→ Trecho da página:
"""
Anon, triggers que vejo como possíveis: queda muito forte de commodities e piora abrupta de termos de troca, ou alta muito forte de alimentos levando a inflação para acima do centro da meta, ou volta de crise deflacionária no mundo desenvolvido... Acho, sim, que o governo soltaria o câmbio na segunda-feira se ganhasse eleições no domingo. É das peças que faltam para a implementação completa do "desenvolvimentismo" (se vai ou não dar certo, outra história).

Anônimo disse...

O texto está confuso. off-topic: mais um indicador para os comparativos entre a Venezuela e outros países, a escassez de papel higiênico.

JGould disse...

Além dos triggers mencionados pelo DK acima, o aumento dos juros nos EUA tbm vai valorizar o US$!

Anônimo disse...

Meus caros,
Dois pontos relevantes nesta discussão:
1- O crescimento anterior e o forte aquecimento do mercado de trabalho se deu via aumento do endividamento brasileiro (público + privado). Estamos batendo em nossa capacidade produtiva. O aprofundamento disto gera só mais inflação (e endividamento adicional).
2- Os agentes estão claramente descrentes na sustentabilidade deste processo (taxas de investimento despencando há muito tempo).
3- A produtividade da economia está indo para as cucuias com as intervenções deste governo. O risco regulatório foi para o espaço (afugentando os investidores privados) e o governo não tem como investir (ou continuar suas políticas fiscais expancionistas).
4- Quando a porca torcerá o rabo? Quando este financiamento esquisito parar (devido a alguma problema internacional).
5- Quando o mercado de trabalho irá sofrer? Quando a demografia (assunto do tópico) não ajudar.
6- Quando isto influenciará as eleições? Quando tivermos oposição. Da situação em que estamos (oposição de férias há muito tempo), o governo continua levando esta - vem cá, esperar que a situação econômica se deteriore o suficiente para acabar com o capital político do governo na iexistência de oposição é dose. Nesta situação, vamos esperar muito tempo!!!!
Saudações

Anônimo disse...

O GRANDE PROBLEMA DA MAIORIA DOS PAÍSES É DEFLAÇÃO, ops, aqui é inflação, e tbm o recorte de tempo é tendencioso, tivemos queda recorde a depender do corte

Anônimo disse...

Caso não ocorra um crash nas commodities ou um movimento rápido do FED nos juros (ou ambas) deflagrando uma deval por força maior, pergunto se seria interessante para a recém eleita FORÇAR o doleta para cima? Sem pílulas de veneno ortodoxas, iríamos para uma semi-argentinização. E a recessão leve poderia virar uma recessão grave, com direito a vermos emprego/crédito deteriorando e provocando um estrago. A demografia vai manter o desemprego nesse nível? Acho que não.
Penso que em 2015 vão tentar fazer de tudo um pouco, mas muito pouco mesmo para não balançar nem fazer marola.
Maradona

Dionísio disse...

Drunk,

Boa análise como sempre, mas discordo de você e da maioria dos comentaristas em um ponto. Movimentos nos juros que não alterem significativamente a produção e o emprego (mas que sinalizem) são eleitoralmente neutros. As pessoas não se interessam por esse assunto, ou marginalmente. O Beluzzo mesmo disse, o que é a selic ir até 8? natural.
"""
→ Trechos de dados:
"""
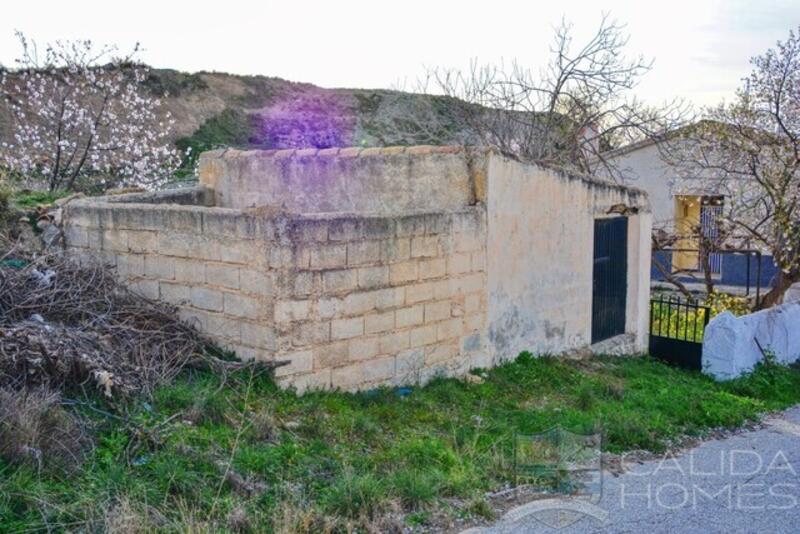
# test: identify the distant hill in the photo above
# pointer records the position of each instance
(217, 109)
"""
"""
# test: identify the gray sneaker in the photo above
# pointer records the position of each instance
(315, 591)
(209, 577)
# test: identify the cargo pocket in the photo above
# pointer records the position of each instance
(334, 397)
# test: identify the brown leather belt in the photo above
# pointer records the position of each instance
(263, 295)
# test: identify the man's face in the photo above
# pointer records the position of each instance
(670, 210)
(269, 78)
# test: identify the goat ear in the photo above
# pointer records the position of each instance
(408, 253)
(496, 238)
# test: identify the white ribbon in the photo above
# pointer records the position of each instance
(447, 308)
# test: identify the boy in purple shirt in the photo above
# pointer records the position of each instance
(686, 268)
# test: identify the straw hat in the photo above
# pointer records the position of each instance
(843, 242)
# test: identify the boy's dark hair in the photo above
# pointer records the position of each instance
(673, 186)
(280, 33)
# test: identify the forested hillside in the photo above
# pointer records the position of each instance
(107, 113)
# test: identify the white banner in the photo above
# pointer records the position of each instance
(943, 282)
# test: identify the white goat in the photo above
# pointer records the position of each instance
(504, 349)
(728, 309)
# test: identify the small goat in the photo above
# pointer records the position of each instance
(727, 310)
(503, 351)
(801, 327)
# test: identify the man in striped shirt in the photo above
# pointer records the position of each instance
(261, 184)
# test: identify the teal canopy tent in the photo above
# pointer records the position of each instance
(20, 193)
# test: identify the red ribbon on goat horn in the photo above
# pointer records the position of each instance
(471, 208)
"""
→ Tarefas a realizar:
1. No trecho da página sobre economia, por que, para Dionísio, movimentos nos juros que não alterem significativamente a produção e o emprego seriam eleitoralmente neutros? Responda em uma ou duas frases.
2. Reescreva a passagem do trecho da página sobre economia que vai de "O GRANDE PROBLEMA" a "Acho que não.", substituindo "doleta" por "dólar".
3. Escreva a continuação do trecho da página sobre economia, a partir do ponto em que ele termina.

→ Resultados por tarefa:
1. Porque as pessoas não se interessam por esse assunto, ou se interessam só marginalmente.

2.
O GRANDE PROBLEMA DA MAIORIA DOS PAÍSES É DEFLAÇÃO, ops, aqui é inflação, e tbm o recorte de tempo é tendencioso, tivemos queda recorde a depender do corte

Anônimo disse...

Caso não ocorra um crash nas commodities ou um movimento rápido do FED nos juros (ou ambas) deflagrando uma deval por força maior, pergunto se seria interessante para a recém eleita FORÇAR o dólar para cima? Sem pílulas de veneno ortodoxas, iríamos para uma semi-argentinização. E a recessão leve poderia virar uma recessão grave, com direito a vermos emprego/crédito deteriorando e provocando um estrago. A demografia vai manter o desemprego nesse nível? Acho que não.

3.
Por isso duvido de grandes rupturas, a não ser que importadas. não acho que o João Santana esteja deixando de dormir por conta de um PIB de 1% enquanto emprego e renda estão tão altos.

No campo eleitoral, gostaria de saber suas reflexões sobre dois cenários. Dilma x Aécio, com Campos voltando pro governo e Marina afundada no lodo do Feliciano e da rede insustentável, e Dilma x Aécio x Campos x Marina. Quais são as consequências econômicas de o governo sentir que tem uma retaguarda mais sólida?e o contrário?

Anônimo disse...

"Por isso duvido de grandes rupturas". Concordo, porrada no câmbio sem pol. fiscal e monetária de acordo iria provocar inflação acima do teto, nenhuma industrialização, greves por reposição salarial e um cheiro de enganação eleitoral... Seria uma longa e incerta travessia, será que algum político tentaria por livre e espontânea vontade?
Por incrível que pareça, os juros podem ser a ferramenta mais simples, poderiam voltar para 9,5% (acho q seria o teto até o FED piscar), podendo ser revertido em 2014, seria o caminho menos complicado para a política e para manter tudo como está.
Maradona

Drunkeynesian disse...

Anon @ 16 de maio de 2013 10:42:

O Brasil depende relativamente pouco de financiamento externo - ou pelo menos dependia até pouco tempo. Muito do financiamento vem do próprio governo, o que por um lado ameniza problemas de sudden stop, mas cria um problema fiscal. Ocorre que, como o fiscal melhorou muito depois de anos de meta de superávit primário, este é visto como onde tudo se ajusta, até que uma hora passe a ser problema (ainda parece longe de ser).

Acho que oposição voltará a ter vez com economia pior. Quando tudo anda bem, todo mundo orbita em torno do poder (penso aqui na tese da PMDBização, do Marcos Nobre).

Maradona, acho que não precisa forçar a desvalorização, o mercado acaba fazendo por conta própria. A pergunta é se uma vez isso acontecendo, a reação do governo vai ser voltar para a ortodoxia (subir juros, regular o gasto do governo) ou se enfiar de vez numa aventura de padrão argentino. E demografia importa bastante para emprego, mas não é o único fator.

Dionisio, provavelmente você tem razão, o que conta pra eleição é desemprego e massa salarial, importam menos o PIB e os juros. Só acho que o PT não vai abrir mão da bandeira de "baixamos os juros quando os neoliberais não achavam isso possível", mas pra isso basta que não voltem aos patamares pré 2011.

Minhas análises políticas são meio de boteco, mas vamos lá: acho que todos esses cenários que você mencionou se desenrolam em função da economia. Se piorar e a oposição tiver alguma chance de vencer, acho mais provável que aparece uma aliança Aécio / Campos em algum momento (talvez num segundo turno, com Campos saindo candidato e tirando alguns votos do PT no NE). Se não, mais provável que o Campos se alinhe com o governo e tente se cacifar para disputar como candidato de uma coalizão com o PT em 2018. A Marina, acho, vai tentar ser uma terceira via e, em condições normais, ter menos votos que em 2008.

paulo araujo disse...

Bons post e comentários. É ótimo passar aqui.

Anônimo disse...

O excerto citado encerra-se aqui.